■ DOCUMENTO-FONTE ■
┄┄┄┄┄┄┄┄┄┄

Quando tinha cerca de onze anos de idade, Frank se deu conta de que mentir poderia ser uma bom artifício para que utilizasse em momentos de dificuldade, além de, por meio dela, "conseguir realizar as próprias vontades".

A mentira, sempre presente na vida do protagonista, serviu de apoio para situações que vivenciou no período escolar. Simulações e dissimulações que iam pouco a pouco lhe servindo como estratégia para alcançar seus objetivos; fosse não fazer uma prova ou tentar evitar a reprovação. Esse tempo da vida do personagem nos é contado pelos autores para que possamos entender a dimensão da personalidade de Frank, o Pinóquio brasileiro de carne e osso.

A história, contudo, tem início na PUC do Rio de Janeiro, onde ele cursa a pós-graduação em Direito Empresarial e se choca contra o pilotis do edifício.

"...você sempre dá um jeito de se dar bem e escapar ileso de toda e qualquer situação, mesmo aquelas que foram criadas por você. Pode parecer que isso é uma qualidade, mas não é."

O choque contra a edificação poderia ser mais uma demonstração de Frank simulando um acidente para se safar de uma situação complicada. Aline - sua pretendente - é quem tinha dito algo que poderia ter levado o personagem a se lançar contra a construção, como forma de provocar nela alguma culpa, piedade ou qualquer outro sentimento que pudesse aproximá-la dele. No entanto, Frank fora levado para o hospital e o caso se apresenta mais grave do que supunha um dos amigos do protagonista. Frank, pelo menos dessa vez não havia mentido, estava em coma.

Enquanto tenta sobreviver, Frank vai rever as suas ações baseadas em mentiras. Começa na infância e se estende até a fase adulta. A mentira que tanto usou, na esfera da vida escola, na sua atuação profissional e que cercou amigos, familiares e as mulheres com que se relacionou, centraliza a vida de Frank. Mentir, mentir, mentir, esse é o seu mantra.

Mário Abade e Celso Rodrigues Ferreira Júnior nos entregam um texto bem escrito e muito bem humorado no livro publicado pela Luva Editora em 2019.

Passar pelas situações inusitadas vividas pelo mentiroso contumaz é uma aventura hilária. A estreia de ficção dos autores, que já haviam publicado uma obra jornalística, nos conduz por uma porção de eventos do mitômano.  Burlar a disciplina escolar, invadir festas e outros eventos, simular uma grave doença, inventar histórias para reunir-se com os amigos ou ir a um bar, tudo era feito pelo mentiroso compulsivo, que chegou até a inventar uma depressão. O que ele não percebera com sua mania natural, arraigada em sua alma, era que as mentiras também causaram sofrimento a quem foi seu grande amor, Aline.

┄┄┄┄┄┄┄┄┄┄

■ ENTRADAS DE DADOS ■
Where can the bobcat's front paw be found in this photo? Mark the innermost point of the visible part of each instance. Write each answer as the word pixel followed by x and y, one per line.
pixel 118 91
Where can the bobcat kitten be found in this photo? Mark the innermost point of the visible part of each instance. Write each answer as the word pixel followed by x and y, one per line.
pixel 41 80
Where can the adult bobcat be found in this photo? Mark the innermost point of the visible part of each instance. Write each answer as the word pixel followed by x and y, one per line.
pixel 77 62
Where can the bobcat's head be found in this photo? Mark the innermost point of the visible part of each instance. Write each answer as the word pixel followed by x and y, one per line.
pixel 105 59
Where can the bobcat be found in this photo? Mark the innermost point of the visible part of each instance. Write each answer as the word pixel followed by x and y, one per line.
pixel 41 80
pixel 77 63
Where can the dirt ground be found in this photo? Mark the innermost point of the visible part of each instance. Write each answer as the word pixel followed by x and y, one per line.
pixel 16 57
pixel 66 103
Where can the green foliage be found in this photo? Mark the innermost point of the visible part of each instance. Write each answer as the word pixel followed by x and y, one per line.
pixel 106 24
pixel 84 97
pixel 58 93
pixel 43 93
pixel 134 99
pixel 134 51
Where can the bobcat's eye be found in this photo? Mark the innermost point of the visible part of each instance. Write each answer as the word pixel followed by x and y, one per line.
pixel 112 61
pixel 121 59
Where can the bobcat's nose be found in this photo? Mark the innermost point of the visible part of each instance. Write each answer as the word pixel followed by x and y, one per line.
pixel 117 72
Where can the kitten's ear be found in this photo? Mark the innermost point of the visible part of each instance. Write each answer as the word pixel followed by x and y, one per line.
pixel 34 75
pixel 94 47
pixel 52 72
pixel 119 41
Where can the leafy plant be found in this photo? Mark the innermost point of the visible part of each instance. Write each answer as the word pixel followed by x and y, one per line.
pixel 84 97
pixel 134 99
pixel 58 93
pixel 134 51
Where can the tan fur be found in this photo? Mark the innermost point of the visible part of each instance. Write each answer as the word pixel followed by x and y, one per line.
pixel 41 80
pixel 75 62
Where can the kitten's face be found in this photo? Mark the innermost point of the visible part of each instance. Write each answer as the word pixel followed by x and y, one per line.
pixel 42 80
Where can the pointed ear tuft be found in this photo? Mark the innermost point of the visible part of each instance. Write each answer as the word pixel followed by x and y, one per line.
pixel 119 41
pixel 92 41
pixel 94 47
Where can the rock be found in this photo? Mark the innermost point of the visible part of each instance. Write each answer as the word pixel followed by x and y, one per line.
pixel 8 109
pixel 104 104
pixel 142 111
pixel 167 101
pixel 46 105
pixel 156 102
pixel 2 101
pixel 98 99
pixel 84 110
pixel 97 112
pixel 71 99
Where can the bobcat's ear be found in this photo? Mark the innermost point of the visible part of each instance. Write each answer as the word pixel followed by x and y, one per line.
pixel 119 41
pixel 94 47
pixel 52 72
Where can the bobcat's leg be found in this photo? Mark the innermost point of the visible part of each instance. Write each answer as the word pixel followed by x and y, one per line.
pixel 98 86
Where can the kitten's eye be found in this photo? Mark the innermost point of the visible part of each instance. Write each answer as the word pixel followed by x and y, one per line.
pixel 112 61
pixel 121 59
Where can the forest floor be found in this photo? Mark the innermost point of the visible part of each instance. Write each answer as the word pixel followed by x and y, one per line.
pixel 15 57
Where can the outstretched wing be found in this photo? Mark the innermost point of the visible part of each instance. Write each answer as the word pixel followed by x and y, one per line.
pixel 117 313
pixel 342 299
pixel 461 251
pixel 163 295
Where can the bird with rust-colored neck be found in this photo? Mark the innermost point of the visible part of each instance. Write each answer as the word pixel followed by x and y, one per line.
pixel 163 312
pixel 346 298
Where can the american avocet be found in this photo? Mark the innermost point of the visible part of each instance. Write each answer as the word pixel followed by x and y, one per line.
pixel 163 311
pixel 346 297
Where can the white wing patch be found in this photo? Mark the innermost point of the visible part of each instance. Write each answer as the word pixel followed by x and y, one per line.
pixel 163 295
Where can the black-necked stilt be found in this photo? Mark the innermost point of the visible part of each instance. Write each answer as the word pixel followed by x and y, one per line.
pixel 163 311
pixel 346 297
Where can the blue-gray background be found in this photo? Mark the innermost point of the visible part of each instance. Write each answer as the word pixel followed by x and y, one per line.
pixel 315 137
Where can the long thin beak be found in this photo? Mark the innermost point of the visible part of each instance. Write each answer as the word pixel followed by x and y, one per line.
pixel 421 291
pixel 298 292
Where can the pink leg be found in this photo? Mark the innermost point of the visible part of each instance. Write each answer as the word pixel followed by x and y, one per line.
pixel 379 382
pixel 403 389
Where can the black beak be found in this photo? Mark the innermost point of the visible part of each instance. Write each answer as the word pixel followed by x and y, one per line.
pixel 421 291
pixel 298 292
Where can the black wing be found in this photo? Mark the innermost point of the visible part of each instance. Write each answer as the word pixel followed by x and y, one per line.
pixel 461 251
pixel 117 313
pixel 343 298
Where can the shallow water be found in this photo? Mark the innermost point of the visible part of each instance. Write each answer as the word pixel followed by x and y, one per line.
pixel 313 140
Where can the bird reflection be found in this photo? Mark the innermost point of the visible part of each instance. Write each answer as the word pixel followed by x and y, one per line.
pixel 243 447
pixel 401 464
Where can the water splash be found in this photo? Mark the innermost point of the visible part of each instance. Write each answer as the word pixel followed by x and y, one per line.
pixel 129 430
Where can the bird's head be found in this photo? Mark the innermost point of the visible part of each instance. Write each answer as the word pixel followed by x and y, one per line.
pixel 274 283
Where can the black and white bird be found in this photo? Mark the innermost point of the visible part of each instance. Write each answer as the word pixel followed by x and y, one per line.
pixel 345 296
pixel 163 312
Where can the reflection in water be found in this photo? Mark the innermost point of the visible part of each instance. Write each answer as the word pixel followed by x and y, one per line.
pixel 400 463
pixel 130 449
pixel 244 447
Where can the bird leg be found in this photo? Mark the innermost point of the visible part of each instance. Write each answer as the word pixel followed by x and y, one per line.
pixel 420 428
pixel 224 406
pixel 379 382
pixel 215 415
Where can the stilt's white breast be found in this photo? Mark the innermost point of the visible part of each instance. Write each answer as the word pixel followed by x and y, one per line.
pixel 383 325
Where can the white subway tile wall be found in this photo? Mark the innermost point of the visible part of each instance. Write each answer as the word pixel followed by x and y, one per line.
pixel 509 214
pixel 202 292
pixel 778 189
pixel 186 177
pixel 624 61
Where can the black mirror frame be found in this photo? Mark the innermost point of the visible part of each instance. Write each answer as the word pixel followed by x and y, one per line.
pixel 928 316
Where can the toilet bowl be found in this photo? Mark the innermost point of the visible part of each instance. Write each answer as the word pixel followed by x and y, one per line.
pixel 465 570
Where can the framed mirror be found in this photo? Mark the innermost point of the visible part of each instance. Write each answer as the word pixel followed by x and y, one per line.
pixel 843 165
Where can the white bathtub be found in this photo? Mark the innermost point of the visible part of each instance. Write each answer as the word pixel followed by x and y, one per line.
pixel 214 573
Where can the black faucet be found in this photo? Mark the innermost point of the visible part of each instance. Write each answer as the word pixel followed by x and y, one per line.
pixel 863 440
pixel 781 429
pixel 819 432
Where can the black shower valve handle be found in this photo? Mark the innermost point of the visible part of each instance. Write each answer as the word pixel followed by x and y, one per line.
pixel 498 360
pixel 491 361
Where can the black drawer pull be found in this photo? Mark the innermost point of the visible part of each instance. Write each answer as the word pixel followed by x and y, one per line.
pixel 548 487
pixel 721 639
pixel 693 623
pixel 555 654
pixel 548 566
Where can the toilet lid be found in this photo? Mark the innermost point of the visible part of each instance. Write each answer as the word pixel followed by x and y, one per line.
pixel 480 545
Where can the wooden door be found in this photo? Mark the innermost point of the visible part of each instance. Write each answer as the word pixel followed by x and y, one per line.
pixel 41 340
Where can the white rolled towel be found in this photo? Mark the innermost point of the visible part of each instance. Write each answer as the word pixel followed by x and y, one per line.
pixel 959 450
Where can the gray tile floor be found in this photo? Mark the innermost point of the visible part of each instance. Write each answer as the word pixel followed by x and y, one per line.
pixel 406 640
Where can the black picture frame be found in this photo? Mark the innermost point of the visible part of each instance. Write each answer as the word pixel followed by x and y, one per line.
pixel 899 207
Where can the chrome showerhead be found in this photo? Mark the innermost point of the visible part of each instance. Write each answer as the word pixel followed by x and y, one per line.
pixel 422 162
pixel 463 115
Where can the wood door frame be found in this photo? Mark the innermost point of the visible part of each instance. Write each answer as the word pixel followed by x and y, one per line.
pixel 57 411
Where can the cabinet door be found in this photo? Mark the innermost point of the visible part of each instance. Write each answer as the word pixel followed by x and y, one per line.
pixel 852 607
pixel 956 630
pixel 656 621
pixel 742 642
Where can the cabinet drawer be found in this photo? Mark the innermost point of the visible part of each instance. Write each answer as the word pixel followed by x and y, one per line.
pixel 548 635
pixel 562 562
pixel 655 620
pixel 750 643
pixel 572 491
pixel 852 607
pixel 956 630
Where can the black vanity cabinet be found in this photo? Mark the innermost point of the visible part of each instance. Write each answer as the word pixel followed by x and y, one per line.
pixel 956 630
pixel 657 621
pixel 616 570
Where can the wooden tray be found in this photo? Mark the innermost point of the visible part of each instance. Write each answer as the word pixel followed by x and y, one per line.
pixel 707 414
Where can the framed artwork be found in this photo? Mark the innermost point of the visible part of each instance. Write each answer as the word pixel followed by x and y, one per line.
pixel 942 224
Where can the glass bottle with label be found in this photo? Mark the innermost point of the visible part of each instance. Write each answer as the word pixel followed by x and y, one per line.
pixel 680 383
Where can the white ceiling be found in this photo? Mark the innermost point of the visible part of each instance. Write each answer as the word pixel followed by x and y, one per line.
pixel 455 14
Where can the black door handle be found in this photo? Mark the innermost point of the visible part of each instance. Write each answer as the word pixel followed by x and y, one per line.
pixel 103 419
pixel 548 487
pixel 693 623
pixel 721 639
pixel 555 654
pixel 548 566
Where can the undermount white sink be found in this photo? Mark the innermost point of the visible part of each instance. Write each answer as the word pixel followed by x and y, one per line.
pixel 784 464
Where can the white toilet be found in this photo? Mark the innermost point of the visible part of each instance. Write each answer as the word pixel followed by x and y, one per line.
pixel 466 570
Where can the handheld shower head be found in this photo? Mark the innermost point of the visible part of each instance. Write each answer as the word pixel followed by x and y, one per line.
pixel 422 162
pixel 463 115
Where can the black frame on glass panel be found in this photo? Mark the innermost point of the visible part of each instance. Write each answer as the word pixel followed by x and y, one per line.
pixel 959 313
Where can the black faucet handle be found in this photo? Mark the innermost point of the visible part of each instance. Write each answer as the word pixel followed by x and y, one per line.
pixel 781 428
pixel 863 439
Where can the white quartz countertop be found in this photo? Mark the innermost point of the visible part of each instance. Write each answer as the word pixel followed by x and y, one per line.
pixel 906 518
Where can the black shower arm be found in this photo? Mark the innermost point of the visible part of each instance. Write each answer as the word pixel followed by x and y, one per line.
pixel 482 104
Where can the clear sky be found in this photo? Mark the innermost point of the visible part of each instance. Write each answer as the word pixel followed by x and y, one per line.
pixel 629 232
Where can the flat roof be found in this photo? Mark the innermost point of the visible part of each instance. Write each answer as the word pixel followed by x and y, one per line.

┄┄┄┄┄┄┄┄┄┄

■ TAREFA 1 ■
Liste as ações que, segundo o último parágrafo da resenha, eram feitas pelo mentiroso compulsivo, incluindo a que ele "chegou até" a fazer.
■ TAREFA 2 ■
Reescreva o trecho da resenha que começa pelas palavras "A mentira, sempre" e termina em "pilotis do edifício.", substituindo "período escolar" por "tempo de colégio".
■ TAREFA 3 ■
Responda com base na resenha:
(a) Em que instituição e em que curso Frank está quando a história tem início?
(b) Por qual editora e em que ano o livro foi publicado?
(c) Em que estado Frank se encontrava depois de ser levado para o hospital?

■ RESPOSTA 1 ■
- burlar a disciplina escolar
- invadir festas e outros eventos
- simular uma grave doença
- inventar histórias para reunir-se com os amigos ou ir a um bar
- inventar uma depressão

■ RESPOSTA 2 ■
A mentira, sempre presente na vida do protagonista, serviu de apoio para situações que vivenciou no tempo de colégio. Simulações e dissimulações que iam pouco a pouco lhe servindo como estratégia para alcançar seus objetivos; fosse não fazer uma prova ou tentar evitar a reprovação. Esse tempo da vida do personagem nos é contado pelos autores para que possamos entender a dimensão da personalidade de Frank, o Pinóquio brasileiro de carne e osso.

A história, contudo, tem início na PUC do Rio de Janeiro, onde ele cursa a pós-graduação em Direito Empresarial e se choca contra o pilotis do edifício.

■ RESPOSTA 3 ■
(a) Na PUC do Rio de Janeiro, na pós-graduação em Direito Empresarial.
(b) Pela Luva Editora, em 2019.
(c) Em coma.